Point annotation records
******

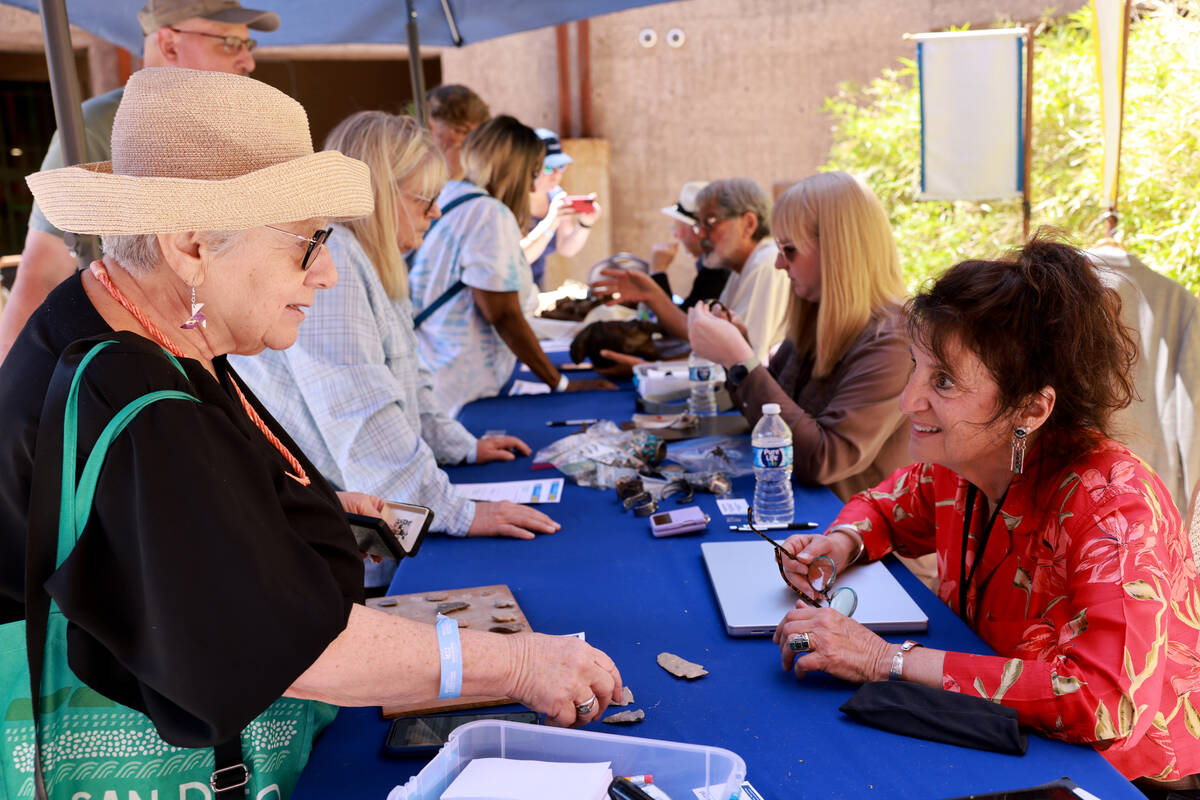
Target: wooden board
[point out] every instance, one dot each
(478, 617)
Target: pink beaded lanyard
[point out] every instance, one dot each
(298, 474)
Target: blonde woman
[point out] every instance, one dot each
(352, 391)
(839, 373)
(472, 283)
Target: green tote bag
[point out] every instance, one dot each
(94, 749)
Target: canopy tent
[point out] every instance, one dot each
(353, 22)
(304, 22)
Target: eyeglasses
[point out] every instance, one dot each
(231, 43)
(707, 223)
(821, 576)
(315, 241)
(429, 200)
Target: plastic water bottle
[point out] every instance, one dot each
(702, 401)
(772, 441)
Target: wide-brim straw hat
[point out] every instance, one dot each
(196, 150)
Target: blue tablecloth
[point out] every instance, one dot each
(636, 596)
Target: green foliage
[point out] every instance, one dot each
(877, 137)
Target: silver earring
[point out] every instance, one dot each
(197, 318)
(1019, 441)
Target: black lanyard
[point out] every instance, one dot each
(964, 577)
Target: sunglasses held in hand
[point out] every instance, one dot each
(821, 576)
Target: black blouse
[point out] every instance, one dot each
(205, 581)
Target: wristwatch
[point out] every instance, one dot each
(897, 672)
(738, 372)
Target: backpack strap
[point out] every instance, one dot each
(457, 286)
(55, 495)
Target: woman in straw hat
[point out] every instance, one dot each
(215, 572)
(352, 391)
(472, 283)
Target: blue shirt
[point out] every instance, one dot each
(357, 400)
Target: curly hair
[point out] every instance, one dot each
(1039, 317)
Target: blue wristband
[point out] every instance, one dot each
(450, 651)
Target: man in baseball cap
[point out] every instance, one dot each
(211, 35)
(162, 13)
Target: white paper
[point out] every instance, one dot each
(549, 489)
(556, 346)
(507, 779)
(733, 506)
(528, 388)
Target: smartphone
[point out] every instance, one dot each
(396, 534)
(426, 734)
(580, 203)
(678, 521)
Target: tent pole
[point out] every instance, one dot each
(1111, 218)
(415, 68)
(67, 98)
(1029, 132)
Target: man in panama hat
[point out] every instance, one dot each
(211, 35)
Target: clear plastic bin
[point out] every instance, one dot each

******

* **Task objective**
Copy out the whole listing above, swapping "one dot each" for "a single dot per item" everywhere it occurs and keeping everything else the same. Leave out the picture lines.

* **Worked answer**
Target: wooden board
[point out] every instance, a single dot per item
(478, 617)
Target: pink beaded lanyard
[point out] every instance, a single dot per item
(298, 474)
Target: blonde woman
[point out] every instance, a single dot per item
(352, 391)
(839, 373)
(472, 283)
Target: green tote bag
[point out] every instance, a single dot per item
(94, 749)
Target: canopy tent
[point out] every instance, a single dot per item
(353, 22)
(304, 22)
Target: eyeglasses
[point out] every instance, a single dot per item
(231, 43)
(707, 223)
(821, 576)
(315, 241)
(429, 200)
Target: plastic water bottle
[point out] every instance, a single dot per item
(702, 401)
(772, 441)
Target: wide-brim straw hat
[point out] every instance, a single dot per item
(196, 150)
Target: blue tablecloth
[point out] every instance, a single dot per item
(636, 596)
Target: green foliage
[point out] every instance, a single dot per item
(877, 137)
Target: silver earring
[point out] every instance, a single dot per item
(197, 318)
(1019, 441)
Target: black lanyard
[point out] every instance, a single dot per item
(964, 577)
Target: sunglasses held in hand
[point out] every instance, a single dot per item
(821, 576)
Target: black blouse
[point out] every instance, a single dot per item
(205, 581)
Target: wristwatch
[point out] every instance, a single dot per item
(897, 672)
(738, 372)
Target: backpack strap
[point out] every instance, a single dot per item
(457, 286)
(55, 495)
Target: woman in straw hat
[point out] every instance, a single dot per item
(215, 572)
(352, 391)
(472, 283)
Target: blue shirt
[point out] every instance, a single dot per item
(357, 400)
Target: curly hair
[point out] every instance, a single dot per item
(1039, 317)
Target: blue wristband
[point out] every instance, a single dot per item
(450, 651)
Target: man in baseball cap
[point out] every instance, a single dot per item
(211, 35)
(162, 13)
Target: white paper
[point out] every instance, a single dot per item
(549, 489)
(556, 346)
(507, 779)
(733, 506)
(528, 388)
Target: smartphone
[point out] every instance, a single dot per item
(396, 534)
(426, 734)
(580, 203)
(678, 521)
Target: tent pole
[point out] every instance, a single dot per item
(1111, 218)
(415, 68)
(67, 98)
(1029, 132)
Target: man in panama hat
[point out] every instance, a single dot per item
(211, 35)
Target: clear plastic bin
[point out] every instance, a single dot per item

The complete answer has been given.